• TASK STATEMENT: Edit the lines below by substituting "bleachers" for every occurrence of "grandstand", leaving all other text unchanged.

--------------------------------------------------

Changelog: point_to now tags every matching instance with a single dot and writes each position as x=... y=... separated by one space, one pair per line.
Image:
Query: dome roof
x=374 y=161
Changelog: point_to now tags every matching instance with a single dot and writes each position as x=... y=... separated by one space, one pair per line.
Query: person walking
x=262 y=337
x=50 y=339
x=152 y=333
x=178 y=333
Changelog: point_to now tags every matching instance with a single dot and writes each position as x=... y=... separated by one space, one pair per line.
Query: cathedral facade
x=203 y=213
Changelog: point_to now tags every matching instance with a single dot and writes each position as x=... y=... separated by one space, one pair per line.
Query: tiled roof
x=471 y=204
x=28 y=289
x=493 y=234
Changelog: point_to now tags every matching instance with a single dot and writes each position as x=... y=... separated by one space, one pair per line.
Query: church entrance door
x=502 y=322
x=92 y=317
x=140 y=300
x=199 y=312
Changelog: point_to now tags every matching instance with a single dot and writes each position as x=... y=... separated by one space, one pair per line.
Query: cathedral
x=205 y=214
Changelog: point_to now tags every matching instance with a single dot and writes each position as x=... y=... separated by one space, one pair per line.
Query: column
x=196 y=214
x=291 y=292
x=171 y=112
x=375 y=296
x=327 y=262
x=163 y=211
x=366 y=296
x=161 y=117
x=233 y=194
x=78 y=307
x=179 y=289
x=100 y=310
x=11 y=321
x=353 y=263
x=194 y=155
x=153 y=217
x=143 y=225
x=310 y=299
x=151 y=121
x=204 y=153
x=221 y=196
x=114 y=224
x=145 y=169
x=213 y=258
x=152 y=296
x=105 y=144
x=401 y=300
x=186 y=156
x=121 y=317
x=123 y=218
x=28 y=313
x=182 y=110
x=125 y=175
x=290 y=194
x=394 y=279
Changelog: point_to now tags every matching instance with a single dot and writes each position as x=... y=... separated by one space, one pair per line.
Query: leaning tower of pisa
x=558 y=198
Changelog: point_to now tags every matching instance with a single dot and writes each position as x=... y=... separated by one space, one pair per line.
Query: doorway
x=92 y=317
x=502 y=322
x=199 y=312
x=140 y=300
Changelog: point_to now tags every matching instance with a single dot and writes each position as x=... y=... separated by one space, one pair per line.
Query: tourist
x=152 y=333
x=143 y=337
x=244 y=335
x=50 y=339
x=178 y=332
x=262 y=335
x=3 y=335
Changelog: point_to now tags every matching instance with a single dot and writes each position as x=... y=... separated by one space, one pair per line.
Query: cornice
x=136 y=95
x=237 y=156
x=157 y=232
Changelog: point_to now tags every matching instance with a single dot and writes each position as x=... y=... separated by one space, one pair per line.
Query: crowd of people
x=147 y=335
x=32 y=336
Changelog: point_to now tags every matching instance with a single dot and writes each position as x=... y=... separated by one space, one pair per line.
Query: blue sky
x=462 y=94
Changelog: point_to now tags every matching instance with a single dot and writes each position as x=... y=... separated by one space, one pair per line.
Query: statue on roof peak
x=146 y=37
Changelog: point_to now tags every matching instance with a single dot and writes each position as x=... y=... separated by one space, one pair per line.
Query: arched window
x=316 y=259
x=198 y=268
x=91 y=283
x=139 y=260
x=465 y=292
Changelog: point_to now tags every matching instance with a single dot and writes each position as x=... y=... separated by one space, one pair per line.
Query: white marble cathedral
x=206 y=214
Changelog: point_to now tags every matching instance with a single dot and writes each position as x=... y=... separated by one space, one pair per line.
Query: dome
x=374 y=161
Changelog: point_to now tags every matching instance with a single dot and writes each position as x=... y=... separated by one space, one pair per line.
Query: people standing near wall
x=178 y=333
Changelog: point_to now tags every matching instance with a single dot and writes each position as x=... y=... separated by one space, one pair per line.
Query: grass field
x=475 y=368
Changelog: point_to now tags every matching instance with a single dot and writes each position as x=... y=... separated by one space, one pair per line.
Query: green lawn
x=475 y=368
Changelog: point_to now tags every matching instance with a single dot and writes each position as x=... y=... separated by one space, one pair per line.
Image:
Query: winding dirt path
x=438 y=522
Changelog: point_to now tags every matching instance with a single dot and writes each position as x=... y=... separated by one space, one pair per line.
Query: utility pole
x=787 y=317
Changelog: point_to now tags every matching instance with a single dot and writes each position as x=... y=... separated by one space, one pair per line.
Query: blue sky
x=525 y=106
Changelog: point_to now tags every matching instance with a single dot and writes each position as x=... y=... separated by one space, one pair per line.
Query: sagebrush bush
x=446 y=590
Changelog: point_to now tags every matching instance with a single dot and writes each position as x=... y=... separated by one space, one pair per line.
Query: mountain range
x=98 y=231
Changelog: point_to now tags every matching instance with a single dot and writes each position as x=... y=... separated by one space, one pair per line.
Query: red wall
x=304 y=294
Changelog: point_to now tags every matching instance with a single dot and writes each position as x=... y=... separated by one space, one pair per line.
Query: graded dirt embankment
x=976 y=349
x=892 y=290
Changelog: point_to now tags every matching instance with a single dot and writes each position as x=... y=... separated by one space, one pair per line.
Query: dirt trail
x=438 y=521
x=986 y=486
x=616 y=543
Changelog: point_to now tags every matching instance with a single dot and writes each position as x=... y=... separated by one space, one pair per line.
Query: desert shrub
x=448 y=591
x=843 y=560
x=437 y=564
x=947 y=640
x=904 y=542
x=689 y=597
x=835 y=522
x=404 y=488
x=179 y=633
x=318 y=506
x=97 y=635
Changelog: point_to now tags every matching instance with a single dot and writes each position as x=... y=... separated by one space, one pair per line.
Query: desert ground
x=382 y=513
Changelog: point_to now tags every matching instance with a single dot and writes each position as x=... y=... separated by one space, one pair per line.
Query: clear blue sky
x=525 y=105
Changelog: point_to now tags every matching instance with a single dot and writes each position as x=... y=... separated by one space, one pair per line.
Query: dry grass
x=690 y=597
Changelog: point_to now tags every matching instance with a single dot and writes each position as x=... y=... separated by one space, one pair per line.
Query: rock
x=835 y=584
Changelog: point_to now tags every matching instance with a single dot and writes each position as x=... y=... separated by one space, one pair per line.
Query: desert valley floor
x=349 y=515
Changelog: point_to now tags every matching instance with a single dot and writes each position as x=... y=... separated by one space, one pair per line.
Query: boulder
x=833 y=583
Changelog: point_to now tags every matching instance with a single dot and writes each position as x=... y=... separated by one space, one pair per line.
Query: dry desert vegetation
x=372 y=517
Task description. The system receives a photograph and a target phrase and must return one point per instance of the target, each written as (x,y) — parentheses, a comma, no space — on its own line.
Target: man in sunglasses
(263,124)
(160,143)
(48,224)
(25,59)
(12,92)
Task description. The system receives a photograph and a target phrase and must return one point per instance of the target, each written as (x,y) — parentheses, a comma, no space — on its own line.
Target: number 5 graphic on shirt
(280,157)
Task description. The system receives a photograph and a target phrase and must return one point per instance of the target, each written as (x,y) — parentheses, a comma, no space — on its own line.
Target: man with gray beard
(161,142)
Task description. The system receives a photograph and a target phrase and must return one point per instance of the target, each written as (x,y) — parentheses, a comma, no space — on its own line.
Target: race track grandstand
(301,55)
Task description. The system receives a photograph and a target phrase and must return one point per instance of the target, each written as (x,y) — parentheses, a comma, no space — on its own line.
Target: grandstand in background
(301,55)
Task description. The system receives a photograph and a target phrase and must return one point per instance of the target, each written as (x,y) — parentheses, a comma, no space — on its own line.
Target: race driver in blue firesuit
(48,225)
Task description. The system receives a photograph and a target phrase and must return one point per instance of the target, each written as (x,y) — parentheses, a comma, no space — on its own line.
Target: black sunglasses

--------------------------------------------------

• EXERCISE RESPONSE:
Changelog: point_to now tags every matching instance with a single dot and writes each position as x=... y=... separated by one space, one pair per line.
Image:
Query: dome roof
x=374 y=161
Changelog: point_to now tags every matching instance with a single dot and writes each position as x=... y=... separated by one space, one pair per line.
Query: person walking
x=262 y=337
x=50 y=339
x=152 y=333
x=178 y=333
Changelog: point_to now tags every matching instance with a single dot and writes each position as x=... y=... separated by one space, one pair per line.
Query: cathedral facade
x=203 y=213
Changelog: point_to now tags every matching instance with a single dot and writes each position as x=... y=... separated by one space, one pair per line.
Query: tiled roof
x=471 y=204
x=28 y=289
x=493 y=234
Changelog: point_to now tags every matching instance with a single dot and writes each position as x=... y=... separated by one space, one pair per line.
Query: church entrance door
x=502 y=322
x=92 y=317
x=140 y=300
x=199 y=312
Changelog: point_to now tags every matching instance with a single dot and writes each position as x=... y=... separated by one space, one pair per line.
Query: cathedral
x=205 y=214
Changelog: point_to now tags every matching instance with a single dot and writes each position as x=... y=... separated by one space, one pair per line.
Query: column
x=196 y=214
x=291 y=292
x=171 y=112
x=375 y=296
x=327 y=262
x=163 y=211
x=366 y=296
x=161 y=117
x=233 y=194
x=78 y=307
x=179 y=289
x=100 y=310
x=11 y=321
x=353 y=263
x=194 y=155
x=153 y=217
x=143 y=225
x=310 y=299
x=151 y=121
x=204 y=153
x=221 y=196
x=114 y=224
x=145 y=169
x=213 y=258
x=152 y=296
x=105 y=144
x=401 y=300
x=186 y=156
x=121 y=317
x=123 y=218
x=28 y=313
x=182 y=110
x=125 y=175
x=290 y=194
x=394 y=279
Changelog: point_to now tags every matching instance with a single dot and writes each position as x=... y=... separated by one space, one pair per line.
Query: leaning tower of pisa
x=558 y=198
Changelog: point_to now tags every matching instance with a single dot and writes each position as x=... y=... separated by one space, one pair per line.
Query: doorway
x=92 y=317
x=502 y=322
x=199 y=312
x=140 y=300
Changelog: point_to now tags every matching instance with a single dot and writes each position as x=... y=... separated by one space, one pair per line.
Query: tourist
x=152 y=333
x=143 y=337
x=244 y=335
x=50 y=339
x=178 y=332
x=262 y=335
x=3 y=335
Changelog: point_to now tags every matching instance with a single dot and writes each position as x=... y=... separated by one space, one pair per line.
Query: cornice
x=136 y=95
x=237 y=156
x=157 y=232
Changelog: point_to now tags every matching instance with a single dot and writes each position as x=... y=... separated by one space, one pair per line.
Query: crowd of people
x=147 y=335
x=32 y=336
Changelog: point_to now tags every matching instance with a single dot and writes each position as x=... y=... separated by one space, one pair per line.
Query: blue sky
x=462 y=94
Changelog: point_to now tags every matching instance with a single dot and writes each position as x=... y=... separated by one space, one pair per line.
Query: statue on roof peak
x=146 y=37
Changelog: point_to now tags every matching instance with a single dot and writes each position as x=... y=... separated by one space, one pair per line.
Query: arched window
x=316 y=259
x=198 y=268
x=91 y=283
x=139 y=260
x=465 y=292
Changelog: point_to now tags every matching instance with a single dot and writes each position as x=... y=... separated by one space, one pair per line.
Query: white marble cathedral
x=206 y=214
Changelog: point_to now tags every matching instance with a single dot and writes each position as x=... y=... separated by one space, one pair per line.
Query: dome
x=374 y=161
Changelog: point_to now tags every matching instance with a single dot and writes each position as x=... y=... separated by one space, one pair per line.
Query: people standing near wall
x=178 y=333
Changelog: point_to now tags every matching instance with a single dot and writes each position as x=... y=... separated by one space, one pair per line.
Query: grass field
x=475 y=368
Changelog: point_to now tags every matching instance with a single dot and writes each position as x=... y=... separated by one space, one pair per line.
Query: green lawn
x=475 y=368
Changelog: point_to now tags every matching instance with a single dot and writes each position as x=... y=... separated by one space, one pair per line.
Image:
Query: winding dirt path
x=438 y=522
Changelog: point_to now tags every matching instance with a single dot and writes each position as x=... y=... separated by one space, one pair per line.
Query: utility pole
x=787 y=317
Changelog: point_to now tags every matching instance with a single dot and writes each position as x=... y=... separated by one space, one pair per line.
Query: blue sky
x=525 y=106
Changelog: point_to now tags every matching instance with a single dot and writes each position as x=... y=... separated by one space, one pair per line.
Query: sagebrush bush
x=446 y=590
Changelog: point_to now tags every matching instance with a single dot and writes each position as x=... y=... separated by one space, one pair per line.
Query: mountain range
x=98 y=231
Changelog: point_to now tags every matching instance with a single dot and writes each position as x=... y=... separated by one space, one pair per line.
Query: red wall
x=304 y=294
Changelog: point_to now tags every matching instance with a single dot and writes each position as x=... y=... separated by one space, one pair per line.
Query: graded dirt embankment
x=976 y=349
x=892 y=290
Changelog: point_to now tags every matching instance with a single dot and writes each position as x=... y=... separated by one space, one pair per line.
Query: dirt trail
x=438 y=521
x=986 y=486
x=616 y=543
Changelog: point_to now tags every matching instance with a single dot and writes each position as x=... y=... separated by one space, one pair per line.
Query: desert shrub
x=448 y=591
x=843 y=560
x=437 y=564
x=947 y=640
x=904 y=542
x=689 y=597
x=835 y=522
x=404 y=488
x=179 y=633
x=318 y=506
x=97 y=635
Changelog: point_to now tags every matching instance with a single dot and writes each position as x=... y=... separated by one space, one pair per line.
Query: desert ground
x=382 y=513
Changelog: point_to now tags every matching instance with a single dot and writes each position as x=... y=... separated by one space, one pair per line.
Query: clear blue sky
x=525 y=105
Changelog: point_to now tags every matching instance with a single dot and writes each position as x=... y=... separated by one space, one pair per line.
Query: dry grass
x=690 y=597
Changelog: point_to now tags every matching instance with a single dot and writes each position as x=... y=... separated by one space, one pair per line.
Query: rock
x=835 y=584
Changelog: point_to now tags every matching instance with a single dot and writes each position as x=... y=... separated by one space, one pair per line.
Query: desert valley floor
x=349 y=515
Changelog: point_to now tags every matching instance with a single dot and writes each position as x=... y=... separated by one space, one pair per line.
Query: boulder
x=833 y=583
Changelog: point_to now tags every matching instance with a single dot and writes each position as x=... y=... separated by one space, one pair per line.
Query: dry desert vegetation
x=372 y=517
Task description. The system receives a photograph and a target phrase and must return one point per instance of the target, each written as (x,y) — parentheses, a comma, no space — on its own line.
Target: man in sunglasses
(263,124)
(160,143)
(48,224)
(25,59)
(12,92)
Task description. The system receives a photograph and a target phrase and must return one point per instance of the target, each written as (x,y) — parentheses, a comma, no space — on its own line.
Target: number 5 graphic on shirt
(280,157)
Task description. The system receives a photograph and a target phrase and must return one point per instance of the target, each written as (x,y) — parentheses, a comma, no space — on its own line.
Target: man with gray beard
(161,142)
Task description. The system receives a photograph and a target phrase and must return one point per instance of the target, each written as (x,y) — parentheses, a comma, no space — on its own line.
Target: race track bleachers
(301,55)
Task description. The system receives a photograph and a target phrase and must return one point per instance of the target, each written as (x,y) — parentheses, a comma, no space — on its own line.
Target: bleachers in background
(301,55)
Task description. The system receives a photograph and a target phrase and must return one point per instance of the target, each written as (x,y) — parentheses, a comma, no space — on its own line.
Target: race driver in blue firesuit
(48,225)
Task description. The system receives a photograph and a target phrase and must return one point per instance of the target, each written as (x,y) — parentheses, a comma, no space — on its own line.
Target: black sunglasses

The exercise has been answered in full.